• OBJETIVO DE LA TAREA: Presenta como una lista JSON de cadenas, una por cada línea y sin incluir las líneas en blanco, el tramo de los registros que empieza en la línea que contiene "the white radiator" y llega hasta el final de los registros, con ambos extremos incluidos.

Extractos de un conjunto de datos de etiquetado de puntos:
┄┄┄┄┄┄┄┄┄┄

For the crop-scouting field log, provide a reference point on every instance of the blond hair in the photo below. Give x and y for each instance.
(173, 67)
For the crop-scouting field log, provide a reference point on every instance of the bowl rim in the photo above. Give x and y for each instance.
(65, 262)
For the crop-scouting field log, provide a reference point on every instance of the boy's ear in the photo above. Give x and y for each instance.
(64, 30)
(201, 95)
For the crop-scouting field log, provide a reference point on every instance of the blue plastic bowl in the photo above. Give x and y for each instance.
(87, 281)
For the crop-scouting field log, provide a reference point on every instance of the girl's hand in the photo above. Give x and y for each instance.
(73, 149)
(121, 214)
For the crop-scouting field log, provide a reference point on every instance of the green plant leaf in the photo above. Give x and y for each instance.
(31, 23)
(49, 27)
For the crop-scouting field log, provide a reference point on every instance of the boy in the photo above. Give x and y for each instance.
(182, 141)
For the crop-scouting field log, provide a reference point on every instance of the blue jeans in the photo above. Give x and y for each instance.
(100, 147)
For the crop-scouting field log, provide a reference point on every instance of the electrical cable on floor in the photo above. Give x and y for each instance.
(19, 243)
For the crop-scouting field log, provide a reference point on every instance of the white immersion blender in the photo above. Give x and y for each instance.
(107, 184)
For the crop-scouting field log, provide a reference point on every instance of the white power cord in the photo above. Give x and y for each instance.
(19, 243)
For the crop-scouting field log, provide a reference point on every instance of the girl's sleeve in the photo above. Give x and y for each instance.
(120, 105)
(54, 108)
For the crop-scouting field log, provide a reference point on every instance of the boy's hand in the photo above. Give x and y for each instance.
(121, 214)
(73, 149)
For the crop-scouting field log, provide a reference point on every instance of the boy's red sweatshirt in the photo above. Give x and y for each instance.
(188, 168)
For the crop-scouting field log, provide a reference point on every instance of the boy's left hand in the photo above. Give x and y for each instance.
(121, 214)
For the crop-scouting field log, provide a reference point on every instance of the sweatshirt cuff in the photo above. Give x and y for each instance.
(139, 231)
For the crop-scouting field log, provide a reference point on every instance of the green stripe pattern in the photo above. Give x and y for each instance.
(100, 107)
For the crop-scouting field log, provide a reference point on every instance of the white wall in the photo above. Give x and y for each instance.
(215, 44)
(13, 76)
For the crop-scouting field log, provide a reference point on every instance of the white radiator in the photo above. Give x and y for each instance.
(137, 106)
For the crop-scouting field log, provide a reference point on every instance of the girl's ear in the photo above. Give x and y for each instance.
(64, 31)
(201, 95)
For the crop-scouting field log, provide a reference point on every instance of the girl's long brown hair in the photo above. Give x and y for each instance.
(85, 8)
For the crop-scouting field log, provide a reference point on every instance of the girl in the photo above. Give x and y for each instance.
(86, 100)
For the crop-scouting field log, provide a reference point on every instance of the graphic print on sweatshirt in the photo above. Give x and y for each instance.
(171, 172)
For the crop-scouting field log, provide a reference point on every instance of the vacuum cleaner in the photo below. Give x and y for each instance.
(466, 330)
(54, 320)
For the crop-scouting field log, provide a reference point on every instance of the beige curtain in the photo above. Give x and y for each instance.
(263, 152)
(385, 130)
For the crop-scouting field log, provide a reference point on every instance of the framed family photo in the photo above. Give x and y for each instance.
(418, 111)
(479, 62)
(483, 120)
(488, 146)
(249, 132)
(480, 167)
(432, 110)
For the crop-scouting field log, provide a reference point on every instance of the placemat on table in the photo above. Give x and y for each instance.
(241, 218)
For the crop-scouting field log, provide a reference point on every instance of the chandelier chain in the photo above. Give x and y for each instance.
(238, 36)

┄┄┄┄┄┄┄┄┄┄

• RESULTADO DE LA TAREA:
[
  "For the crop-scouting field log, provide a reference point on every instance of the white radiator in the photo above. Give x and y for each instance.",
  "(137, 106)",
  "For the crop-scouting field log, provide a reference point on every instance of the girl's ear in the photo above. Give x and y for each instance.",
  "(64, 31)",
  "(201, 95)",
  "For the crop-scouting field log, provide a reference point on every instance of the girl's long brown hair in the photo above. Give x and y for each instance.",
  "(85, 8)",
  "For the crop-scouting field log, provide a reference point on every instance of the girl in the photo above. Give x and y for each instance.",
  "(86, 100)",
  "For the crop-scouting field log, provide a reference point on every instance of the graphic print on sweatshirt in the photo above. Give x and y for each instance.",
  "(171, 172)",
  "For the crop-scouting field log, provide a reference point on every instance of the vacuum cleaner in the photo below. Give x and y for each instance.",
  "(466, 330)",
  "(54, 320)",
  "For the crop-scouting field log, provide a reference point on every instance of the beige curtain in the photo above. Give x and y for each instance.",
  "(263, 152)",
  "(385, 130)",
  "For the crop-scouting field log, provide a reference point on every instance of the framed family photo in the photo above. Give x and y for each instance.",
  "(418, 111)",
  "(479, 62)",
  "(483, 120)",
  "(488, 146)",
  "(249, 132)",
  "(480, 167)",
  "(432, 110)",
  "For the crop-scouting field log, provide a reference point on every instance of the placemat on table in the photo above. Give x and y for each instance.",
  "(241, 218)",
  "For the crop-scouting field log, provide a reference point on every instance of the chandelier chain in the photo above. Give x and y for each instance.",
  "(238, 36)"
]